**Records for processing**

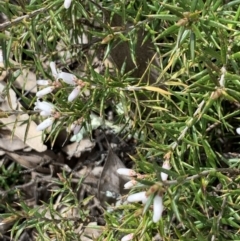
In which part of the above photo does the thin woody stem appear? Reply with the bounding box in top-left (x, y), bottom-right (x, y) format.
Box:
top-left (0, 8), bottom-right (47, 31)
top-left (164, 168), bottom-right (240, 185)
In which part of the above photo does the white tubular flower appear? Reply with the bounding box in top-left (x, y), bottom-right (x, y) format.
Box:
top-left (64, 0), bottom-right (72, 9)
top-left (40, 110), bottom-right (51, 116)
top-left (37, 117), bottom-right (54, 131)
top-left (34, 100), bottom-right (55, 114)
top-left (68, 85), bottom-right (81, 102)
top-left (117, 168), bottom-right (137, 177)
top-left (121, 233), bottom-right (133, 241)
top-left (50, 62), bottom-right (58, 78)
top-left (236, 127), bottom-right (240, 135)
top-left (153, 194), bottom-right (163, 223)
top-left (37, 79), bottom-right (50, 86)
top-left (73, 125), bottom-right (82, 135)
top-left (161, 161), bottom-right (171, 181)
top-left (124, 180), bottom-right (137, 189)
top-left (127, 192), bottom-right (147, 203)
top-left (57, 72), bottom-right (77, 85)
top-left (36, 86), bottom-right (55, 97)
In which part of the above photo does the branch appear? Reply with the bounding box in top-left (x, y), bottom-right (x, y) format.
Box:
top-left (0, 8), bottom-right (47, 31)
top-left (163, 168), bottom-right (240, 185)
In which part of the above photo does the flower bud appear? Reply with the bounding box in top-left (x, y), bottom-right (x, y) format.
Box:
top-left (236, 127), bottom-right (240, 135)
top-left (34, 99), bottom-right (55, 115)
top-left (153, 195), bottom-right (164, 223)
top-left (117, 168), bottom-right (137, 177)
top-left (37, 117), bottom-right (55, 131)
top-left (127, 192), bottom-right (147, 203)
top-left (121, 233), bottom-right (133, 241)
top-left (37, 79), bottom-right (50, 86)
top-left (124, 180), bottom-right (137, 189)
top-left (40, 110), bottom-right (51, 116)
top-left (64, 0), bottom-right (72, 9)
top-left (161, 160), bottom-right (171, 181)
top-left (50, 62), bottom-right (58, 78)
top-left (36, 86), bottom-right (55, 97)
top-left (68, 85), bottom-right (81, 102)
top-left (57, 72), bottom-right (77, 85)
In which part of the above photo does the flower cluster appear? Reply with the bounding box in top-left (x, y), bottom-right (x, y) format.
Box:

**Problem statement**
Present the material above, from its start through the line holding "top-left (164, 168), bottom-right (240, 185)", both ends included, as a Markdown table with the columns Row and Line of material, one numbered row per line. Skip blank lines and leave the pictures out.

**Answer**
| Row | Line of material |
|---|---|
| 1 | In which part of the above photo does the thin woody stem appear? Reply with the bounding box in top-left (x, y), bottom-right (x, y) format. |
| 2 | Box: |
| 3 | top-left (0, 8), bottom-right (47, 31) |
| 4 | top-left (164, 168), bottom-right (240, 185) |